◆ **GIVEN RECORDS**:

■ ■ ■ ■ ■

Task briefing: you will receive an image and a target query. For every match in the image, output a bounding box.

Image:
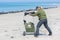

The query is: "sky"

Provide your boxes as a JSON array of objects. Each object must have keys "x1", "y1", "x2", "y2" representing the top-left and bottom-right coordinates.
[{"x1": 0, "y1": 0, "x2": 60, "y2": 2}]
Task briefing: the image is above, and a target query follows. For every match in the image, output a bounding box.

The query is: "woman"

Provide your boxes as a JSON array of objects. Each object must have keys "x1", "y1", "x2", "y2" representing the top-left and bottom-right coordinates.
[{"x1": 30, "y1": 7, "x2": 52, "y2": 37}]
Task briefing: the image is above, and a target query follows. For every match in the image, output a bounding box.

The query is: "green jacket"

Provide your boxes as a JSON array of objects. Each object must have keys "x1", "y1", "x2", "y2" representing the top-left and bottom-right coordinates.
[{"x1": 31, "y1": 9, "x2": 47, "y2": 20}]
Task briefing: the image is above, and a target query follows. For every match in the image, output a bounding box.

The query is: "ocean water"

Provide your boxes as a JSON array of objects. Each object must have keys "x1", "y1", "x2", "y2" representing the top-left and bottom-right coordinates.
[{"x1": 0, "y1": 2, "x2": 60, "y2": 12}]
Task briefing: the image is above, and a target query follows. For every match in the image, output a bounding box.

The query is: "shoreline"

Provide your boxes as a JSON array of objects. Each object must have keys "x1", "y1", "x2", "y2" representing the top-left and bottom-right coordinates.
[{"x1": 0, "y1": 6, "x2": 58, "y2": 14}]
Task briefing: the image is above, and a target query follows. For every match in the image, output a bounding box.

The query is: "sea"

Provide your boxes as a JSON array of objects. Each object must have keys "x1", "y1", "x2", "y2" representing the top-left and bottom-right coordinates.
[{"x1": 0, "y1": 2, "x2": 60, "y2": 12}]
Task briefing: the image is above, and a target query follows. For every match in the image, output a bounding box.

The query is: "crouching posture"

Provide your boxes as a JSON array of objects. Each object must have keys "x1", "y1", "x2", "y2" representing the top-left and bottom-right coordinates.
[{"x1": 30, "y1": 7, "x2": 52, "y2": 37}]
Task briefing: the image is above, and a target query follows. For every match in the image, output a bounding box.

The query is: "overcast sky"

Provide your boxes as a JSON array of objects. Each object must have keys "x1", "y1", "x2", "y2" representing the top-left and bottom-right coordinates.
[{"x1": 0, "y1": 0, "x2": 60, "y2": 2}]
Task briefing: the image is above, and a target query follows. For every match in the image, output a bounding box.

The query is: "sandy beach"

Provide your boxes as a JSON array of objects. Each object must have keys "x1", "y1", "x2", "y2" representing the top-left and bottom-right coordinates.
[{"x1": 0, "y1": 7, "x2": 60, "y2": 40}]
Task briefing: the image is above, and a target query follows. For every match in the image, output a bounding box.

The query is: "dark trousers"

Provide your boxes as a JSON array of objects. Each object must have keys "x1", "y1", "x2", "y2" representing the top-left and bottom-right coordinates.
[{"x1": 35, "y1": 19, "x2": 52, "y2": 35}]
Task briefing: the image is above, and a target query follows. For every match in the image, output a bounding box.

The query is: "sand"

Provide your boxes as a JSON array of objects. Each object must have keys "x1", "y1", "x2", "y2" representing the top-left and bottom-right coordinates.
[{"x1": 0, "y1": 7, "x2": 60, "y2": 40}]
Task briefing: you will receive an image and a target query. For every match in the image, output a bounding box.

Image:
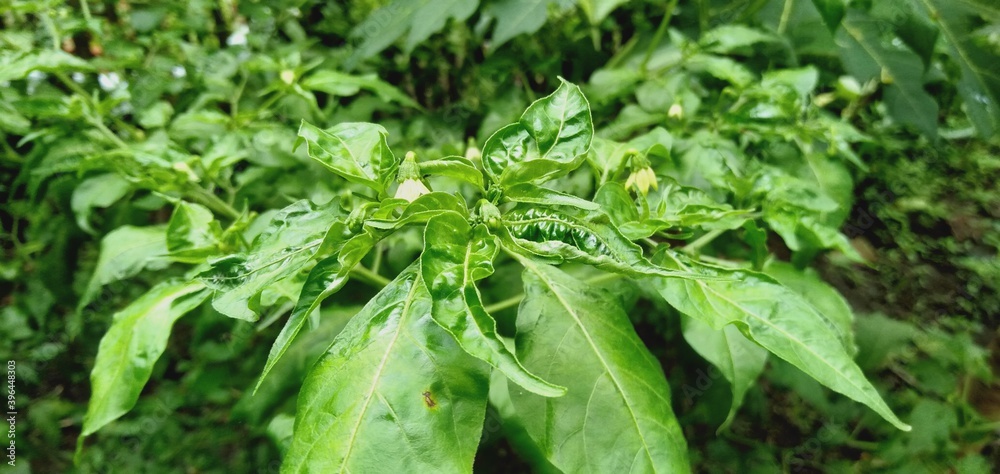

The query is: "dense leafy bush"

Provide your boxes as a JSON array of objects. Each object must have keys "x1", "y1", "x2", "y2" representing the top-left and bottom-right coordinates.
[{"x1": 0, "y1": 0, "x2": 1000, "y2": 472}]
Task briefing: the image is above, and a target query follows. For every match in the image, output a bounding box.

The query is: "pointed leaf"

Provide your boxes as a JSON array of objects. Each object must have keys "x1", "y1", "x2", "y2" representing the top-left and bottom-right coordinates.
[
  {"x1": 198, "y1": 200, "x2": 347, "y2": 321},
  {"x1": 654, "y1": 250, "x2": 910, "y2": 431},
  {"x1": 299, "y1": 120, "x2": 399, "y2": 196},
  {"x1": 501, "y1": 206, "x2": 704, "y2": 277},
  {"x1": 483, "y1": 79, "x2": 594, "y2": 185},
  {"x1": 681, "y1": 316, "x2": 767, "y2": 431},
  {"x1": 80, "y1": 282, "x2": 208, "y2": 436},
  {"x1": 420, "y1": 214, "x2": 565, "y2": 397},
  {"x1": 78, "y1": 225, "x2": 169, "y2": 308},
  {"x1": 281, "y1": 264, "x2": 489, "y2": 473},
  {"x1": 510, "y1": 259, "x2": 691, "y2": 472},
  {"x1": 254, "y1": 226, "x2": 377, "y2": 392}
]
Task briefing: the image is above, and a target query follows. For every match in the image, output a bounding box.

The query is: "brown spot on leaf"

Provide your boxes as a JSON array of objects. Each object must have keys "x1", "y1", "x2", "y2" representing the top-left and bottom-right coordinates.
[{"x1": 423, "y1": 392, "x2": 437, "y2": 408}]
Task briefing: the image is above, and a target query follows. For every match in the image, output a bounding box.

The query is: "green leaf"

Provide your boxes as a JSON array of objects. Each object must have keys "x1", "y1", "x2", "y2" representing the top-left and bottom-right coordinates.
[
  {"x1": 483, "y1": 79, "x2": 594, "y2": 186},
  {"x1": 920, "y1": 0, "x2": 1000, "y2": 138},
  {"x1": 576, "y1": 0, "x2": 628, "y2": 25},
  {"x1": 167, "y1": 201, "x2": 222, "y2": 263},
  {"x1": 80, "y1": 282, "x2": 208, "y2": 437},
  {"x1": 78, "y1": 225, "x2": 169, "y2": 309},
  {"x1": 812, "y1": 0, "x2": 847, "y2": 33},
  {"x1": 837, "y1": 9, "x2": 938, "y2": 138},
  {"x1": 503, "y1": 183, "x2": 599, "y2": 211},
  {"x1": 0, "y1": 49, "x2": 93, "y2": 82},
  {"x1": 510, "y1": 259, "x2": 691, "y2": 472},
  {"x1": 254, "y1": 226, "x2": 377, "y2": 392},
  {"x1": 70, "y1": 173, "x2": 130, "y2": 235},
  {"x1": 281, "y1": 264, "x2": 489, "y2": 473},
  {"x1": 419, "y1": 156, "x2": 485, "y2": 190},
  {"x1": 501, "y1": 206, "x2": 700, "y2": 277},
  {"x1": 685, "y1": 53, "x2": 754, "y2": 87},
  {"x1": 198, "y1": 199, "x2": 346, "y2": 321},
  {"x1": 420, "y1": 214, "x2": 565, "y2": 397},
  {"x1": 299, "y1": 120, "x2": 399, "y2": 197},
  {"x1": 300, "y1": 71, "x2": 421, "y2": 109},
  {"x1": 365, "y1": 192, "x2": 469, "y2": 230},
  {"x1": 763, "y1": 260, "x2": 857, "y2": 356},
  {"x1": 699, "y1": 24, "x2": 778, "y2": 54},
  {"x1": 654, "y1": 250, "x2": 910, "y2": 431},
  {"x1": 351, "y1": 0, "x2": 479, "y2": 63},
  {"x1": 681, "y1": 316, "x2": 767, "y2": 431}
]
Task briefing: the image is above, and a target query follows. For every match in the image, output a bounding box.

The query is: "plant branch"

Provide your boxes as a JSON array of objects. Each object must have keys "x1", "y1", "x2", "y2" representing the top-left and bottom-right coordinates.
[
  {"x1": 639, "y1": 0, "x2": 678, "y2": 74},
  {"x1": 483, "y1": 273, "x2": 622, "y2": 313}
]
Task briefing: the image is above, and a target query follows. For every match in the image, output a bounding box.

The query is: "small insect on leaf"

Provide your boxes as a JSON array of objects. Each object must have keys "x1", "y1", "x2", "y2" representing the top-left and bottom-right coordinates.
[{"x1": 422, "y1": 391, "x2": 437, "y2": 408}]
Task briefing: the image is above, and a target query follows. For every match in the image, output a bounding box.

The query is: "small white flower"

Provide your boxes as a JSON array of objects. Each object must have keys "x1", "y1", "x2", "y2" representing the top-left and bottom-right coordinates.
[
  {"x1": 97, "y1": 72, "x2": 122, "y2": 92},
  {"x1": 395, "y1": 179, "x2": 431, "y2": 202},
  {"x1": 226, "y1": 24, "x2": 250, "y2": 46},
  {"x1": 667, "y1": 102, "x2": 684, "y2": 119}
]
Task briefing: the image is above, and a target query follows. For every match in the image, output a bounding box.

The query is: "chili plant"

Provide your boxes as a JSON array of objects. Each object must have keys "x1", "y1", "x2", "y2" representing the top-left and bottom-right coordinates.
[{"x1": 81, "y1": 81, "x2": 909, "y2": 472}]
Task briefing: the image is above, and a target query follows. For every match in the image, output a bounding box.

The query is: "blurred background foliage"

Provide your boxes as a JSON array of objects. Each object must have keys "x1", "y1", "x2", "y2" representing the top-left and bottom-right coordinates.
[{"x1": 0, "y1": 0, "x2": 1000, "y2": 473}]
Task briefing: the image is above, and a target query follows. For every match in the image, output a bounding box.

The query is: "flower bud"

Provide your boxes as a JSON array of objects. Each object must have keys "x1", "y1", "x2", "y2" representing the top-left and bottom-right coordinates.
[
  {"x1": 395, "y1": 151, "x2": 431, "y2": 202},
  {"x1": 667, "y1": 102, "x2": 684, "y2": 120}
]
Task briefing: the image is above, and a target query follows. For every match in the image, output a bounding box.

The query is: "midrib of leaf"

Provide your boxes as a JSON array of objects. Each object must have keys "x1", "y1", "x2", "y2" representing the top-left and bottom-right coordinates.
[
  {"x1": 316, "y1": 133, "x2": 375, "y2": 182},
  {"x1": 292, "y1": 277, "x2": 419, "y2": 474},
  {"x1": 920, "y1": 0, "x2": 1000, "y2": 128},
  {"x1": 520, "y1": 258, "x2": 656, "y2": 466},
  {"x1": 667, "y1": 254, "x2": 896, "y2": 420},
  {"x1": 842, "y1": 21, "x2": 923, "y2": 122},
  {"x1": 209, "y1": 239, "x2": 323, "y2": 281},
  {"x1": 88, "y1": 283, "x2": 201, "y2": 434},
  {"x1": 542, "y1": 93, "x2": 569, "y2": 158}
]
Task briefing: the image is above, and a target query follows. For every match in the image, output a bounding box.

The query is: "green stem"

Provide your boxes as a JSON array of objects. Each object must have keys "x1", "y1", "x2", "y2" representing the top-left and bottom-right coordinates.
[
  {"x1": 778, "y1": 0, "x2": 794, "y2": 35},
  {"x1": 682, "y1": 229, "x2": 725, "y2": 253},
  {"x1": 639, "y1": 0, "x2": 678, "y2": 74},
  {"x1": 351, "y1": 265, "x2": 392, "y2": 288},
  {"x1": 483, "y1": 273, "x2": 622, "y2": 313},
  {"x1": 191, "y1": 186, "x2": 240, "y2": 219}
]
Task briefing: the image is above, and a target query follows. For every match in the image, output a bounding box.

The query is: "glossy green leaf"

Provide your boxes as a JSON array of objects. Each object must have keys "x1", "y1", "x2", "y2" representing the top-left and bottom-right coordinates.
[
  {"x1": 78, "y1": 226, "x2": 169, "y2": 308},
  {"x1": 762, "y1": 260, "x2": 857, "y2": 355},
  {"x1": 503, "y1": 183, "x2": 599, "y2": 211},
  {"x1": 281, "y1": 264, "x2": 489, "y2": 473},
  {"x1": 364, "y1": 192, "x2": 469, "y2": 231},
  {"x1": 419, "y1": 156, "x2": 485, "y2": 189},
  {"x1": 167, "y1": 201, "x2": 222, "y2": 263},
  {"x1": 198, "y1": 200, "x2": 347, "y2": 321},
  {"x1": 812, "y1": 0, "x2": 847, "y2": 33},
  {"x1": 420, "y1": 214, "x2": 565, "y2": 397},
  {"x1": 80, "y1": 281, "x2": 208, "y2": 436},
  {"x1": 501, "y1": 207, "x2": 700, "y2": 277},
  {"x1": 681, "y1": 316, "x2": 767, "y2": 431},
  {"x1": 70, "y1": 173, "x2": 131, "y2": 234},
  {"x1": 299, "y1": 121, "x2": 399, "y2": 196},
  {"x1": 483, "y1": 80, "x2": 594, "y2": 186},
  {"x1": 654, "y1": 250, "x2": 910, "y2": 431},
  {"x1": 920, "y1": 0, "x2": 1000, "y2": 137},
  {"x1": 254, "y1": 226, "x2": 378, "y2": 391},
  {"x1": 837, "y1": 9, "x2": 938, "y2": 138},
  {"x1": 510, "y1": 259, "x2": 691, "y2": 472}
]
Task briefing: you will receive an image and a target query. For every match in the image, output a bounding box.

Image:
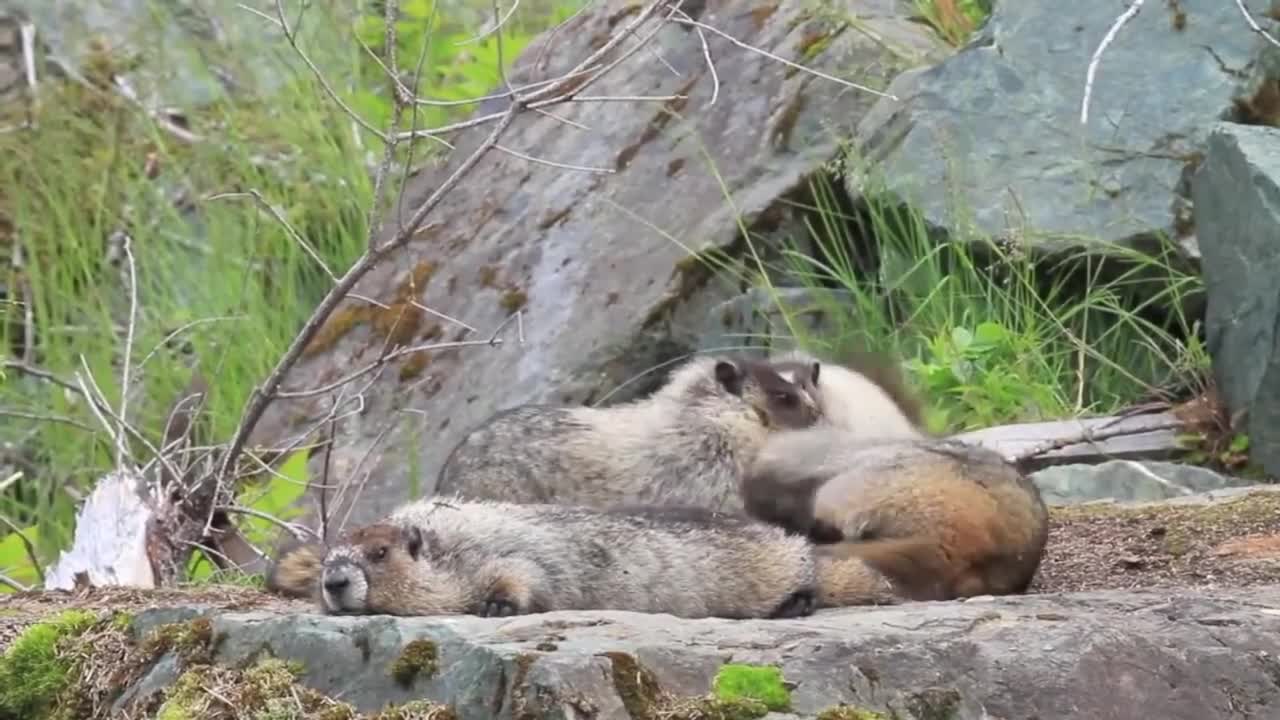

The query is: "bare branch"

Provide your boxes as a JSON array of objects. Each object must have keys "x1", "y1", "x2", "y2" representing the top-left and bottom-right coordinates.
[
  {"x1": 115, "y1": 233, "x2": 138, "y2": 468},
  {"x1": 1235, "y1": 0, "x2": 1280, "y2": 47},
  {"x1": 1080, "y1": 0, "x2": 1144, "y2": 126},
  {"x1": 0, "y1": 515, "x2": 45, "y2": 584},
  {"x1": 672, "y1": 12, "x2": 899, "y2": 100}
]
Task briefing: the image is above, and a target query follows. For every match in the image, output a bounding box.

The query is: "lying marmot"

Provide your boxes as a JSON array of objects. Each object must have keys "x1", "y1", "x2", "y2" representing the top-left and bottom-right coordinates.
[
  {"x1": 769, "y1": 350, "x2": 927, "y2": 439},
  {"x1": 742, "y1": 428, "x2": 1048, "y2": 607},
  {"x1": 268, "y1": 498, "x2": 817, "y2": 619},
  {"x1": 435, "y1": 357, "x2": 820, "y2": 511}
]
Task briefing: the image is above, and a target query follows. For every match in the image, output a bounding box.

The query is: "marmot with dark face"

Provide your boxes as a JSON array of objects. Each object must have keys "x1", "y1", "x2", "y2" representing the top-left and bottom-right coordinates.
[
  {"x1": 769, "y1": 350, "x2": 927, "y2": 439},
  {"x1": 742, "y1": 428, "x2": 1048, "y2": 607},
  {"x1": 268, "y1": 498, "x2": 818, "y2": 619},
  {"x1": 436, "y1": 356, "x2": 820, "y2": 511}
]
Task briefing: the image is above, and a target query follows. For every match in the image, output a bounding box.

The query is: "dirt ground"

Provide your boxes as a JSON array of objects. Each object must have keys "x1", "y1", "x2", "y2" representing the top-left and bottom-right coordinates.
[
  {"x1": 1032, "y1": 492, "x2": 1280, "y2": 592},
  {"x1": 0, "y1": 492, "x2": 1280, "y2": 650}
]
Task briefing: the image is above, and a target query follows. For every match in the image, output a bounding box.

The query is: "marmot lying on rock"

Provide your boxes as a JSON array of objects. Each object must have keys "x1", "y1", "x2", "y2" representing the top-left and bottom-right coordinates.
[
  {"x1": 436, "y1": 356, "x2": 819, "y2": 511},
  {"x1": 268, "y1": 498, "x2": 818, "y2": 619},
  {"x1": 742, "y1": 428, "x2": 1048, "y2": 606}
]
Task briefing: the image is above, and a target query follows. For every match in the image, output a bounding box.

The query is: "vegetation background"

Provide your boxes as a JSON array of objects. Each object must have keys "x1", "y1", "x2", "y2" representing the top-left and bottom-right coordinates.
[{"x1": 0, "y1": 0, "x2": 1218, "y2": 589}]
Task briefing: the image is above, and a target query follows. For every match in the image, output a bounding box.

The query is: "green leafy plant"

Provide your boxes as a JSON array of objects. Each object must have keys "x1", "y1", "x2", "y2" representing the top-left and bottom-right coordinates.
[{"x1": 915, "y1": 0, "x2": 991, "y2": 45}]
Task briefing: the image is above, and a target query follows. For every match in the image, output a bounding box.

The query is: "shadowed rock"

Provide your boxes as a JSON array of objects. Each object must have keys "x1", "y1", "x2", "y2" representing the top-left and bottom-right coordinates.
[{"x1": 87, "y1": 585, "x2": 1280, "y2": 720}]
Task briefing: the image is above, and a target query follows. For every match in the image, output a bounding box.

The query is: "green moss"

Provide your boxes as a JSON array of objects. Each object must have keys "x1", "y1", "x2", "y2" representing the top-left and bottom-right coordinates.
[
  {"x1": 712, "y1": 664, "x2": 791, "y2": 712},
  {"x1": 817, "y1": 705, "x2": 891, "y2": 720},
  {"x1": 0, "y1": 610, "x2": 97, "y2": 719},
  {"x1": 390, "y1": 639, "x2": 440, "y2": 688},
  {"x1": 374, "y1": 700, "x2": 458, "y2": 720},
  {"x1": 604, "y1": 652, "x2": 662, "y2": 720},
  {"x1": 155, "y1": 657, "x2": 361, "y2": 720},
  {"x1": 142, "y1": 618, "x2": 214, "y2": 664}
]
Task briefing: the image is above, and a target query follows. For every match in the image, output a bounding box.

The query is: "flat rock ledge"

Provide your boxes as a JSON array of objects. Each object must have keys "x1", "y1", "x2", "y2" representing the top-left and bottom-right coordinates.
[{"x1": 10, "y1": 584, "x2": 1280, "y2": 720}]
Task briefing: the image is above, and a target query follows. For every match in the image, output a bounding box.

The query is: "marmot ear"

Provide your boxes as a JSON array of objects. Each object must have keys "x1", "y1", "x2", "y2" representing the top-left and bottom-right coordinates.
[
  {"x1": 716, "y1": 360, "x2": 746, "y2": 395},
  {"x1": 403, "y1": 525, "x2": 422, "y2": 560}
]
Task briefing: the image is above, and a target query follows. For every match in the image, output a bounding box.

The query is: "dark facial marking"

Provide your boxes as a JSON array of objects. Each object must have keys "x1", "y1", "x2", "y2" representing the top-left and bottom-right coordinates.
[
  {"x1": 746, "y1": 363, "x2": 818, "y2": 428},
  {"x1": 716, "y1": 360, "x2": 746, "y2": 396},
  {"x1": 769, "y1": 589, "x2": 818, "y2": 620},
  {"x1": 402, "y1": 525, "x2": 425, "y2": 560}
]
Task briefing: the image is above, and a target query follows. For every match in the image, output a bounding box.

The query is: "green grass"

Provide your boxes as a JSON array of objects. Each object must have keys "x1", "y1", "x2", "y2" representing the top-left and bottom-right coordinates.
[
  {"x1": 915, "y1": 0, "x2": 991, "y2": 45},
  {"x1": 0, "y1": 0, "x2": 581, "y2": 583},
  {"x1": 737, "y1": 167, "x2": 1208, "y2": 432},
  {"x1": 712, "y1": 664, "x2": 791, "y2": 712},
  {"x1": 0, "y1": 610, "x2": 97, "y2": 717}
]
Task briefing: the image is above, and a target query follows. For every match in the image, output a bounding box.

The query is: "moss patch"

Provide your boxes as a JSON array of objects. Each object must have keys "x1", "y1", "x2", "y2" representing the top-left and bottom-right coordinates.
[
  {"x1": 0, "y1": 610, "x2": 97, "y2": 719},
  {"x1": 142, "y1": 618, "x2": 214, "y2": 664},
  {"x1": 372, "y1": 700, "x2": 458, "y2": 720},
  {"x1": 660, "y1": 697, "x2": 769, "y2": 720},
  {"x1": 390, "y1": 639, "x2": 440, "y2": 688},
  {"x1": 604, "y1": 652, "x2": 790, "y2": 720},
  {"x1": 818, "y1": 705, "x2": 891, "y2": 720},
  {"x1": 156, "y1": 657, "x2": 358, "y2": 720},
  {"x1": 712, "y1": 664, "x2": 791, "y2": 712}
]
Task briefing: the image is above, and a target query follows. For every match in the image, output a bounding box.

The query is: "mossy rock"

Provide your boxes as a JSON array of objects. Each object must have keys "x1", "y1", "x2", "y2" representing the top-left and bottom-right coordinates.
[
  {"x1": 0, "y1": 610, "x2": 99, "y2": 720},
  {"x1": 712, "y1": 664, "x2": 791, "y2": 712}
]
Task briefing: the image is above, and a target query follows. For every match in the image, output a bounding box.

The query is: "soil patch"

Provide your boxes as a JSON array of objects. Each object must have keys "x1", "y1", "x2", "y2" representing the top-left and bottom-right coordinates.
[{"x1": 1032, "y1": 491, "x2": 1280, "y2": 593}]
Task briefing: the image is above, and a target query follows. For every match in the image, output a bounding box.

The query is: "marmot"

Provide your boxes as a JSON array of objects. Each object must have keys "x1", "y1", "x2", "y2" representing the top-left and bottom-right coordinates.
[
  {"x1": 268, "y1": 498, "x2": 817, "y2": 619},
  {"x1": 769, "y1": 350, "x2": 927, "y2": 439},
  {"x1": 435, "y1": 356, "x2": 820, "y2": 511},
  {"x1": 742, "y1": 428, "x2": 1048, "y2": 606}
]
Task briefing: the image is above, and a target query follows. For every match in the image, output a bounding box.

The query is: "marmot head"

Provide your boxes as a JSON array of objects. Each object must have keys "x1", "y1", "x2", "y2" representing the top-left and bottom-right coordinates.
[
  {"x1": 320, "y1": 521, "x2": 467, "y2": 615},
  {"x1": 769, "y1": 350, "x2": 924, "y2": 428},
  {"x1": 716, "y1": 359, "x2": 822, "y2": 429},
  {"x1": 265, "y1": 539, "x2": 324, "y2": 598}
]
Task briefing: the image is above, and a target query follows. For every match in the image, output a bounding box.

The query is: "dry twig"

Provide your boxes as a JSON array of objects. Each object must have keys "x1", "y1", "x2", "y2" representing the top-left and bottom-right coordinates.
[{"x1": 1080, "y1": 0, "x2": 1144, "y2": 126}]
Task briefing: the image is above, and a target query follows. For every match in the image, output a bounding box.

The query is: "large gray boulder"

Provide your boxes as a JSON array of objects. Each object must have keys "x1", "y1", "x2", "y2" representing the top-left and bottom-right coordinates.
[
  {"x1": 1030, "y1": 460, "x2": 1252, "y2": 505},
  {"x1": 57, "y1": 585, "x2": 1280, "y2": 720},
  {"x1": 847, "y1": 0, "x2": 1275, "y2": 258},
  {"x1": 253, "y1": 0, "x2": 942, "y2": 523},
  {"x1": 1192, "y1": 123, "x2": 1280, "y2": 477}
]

■ ■ ■ ■ ■

◆ **GOAL**: From the records above, copy every line that contains the word "dark", keeping each one as is.

◆ **WRITTEN SOLUTION**:
The query is: "dark trousers"
The query is: "marmot with dark face"
The query is: "dark facial marking"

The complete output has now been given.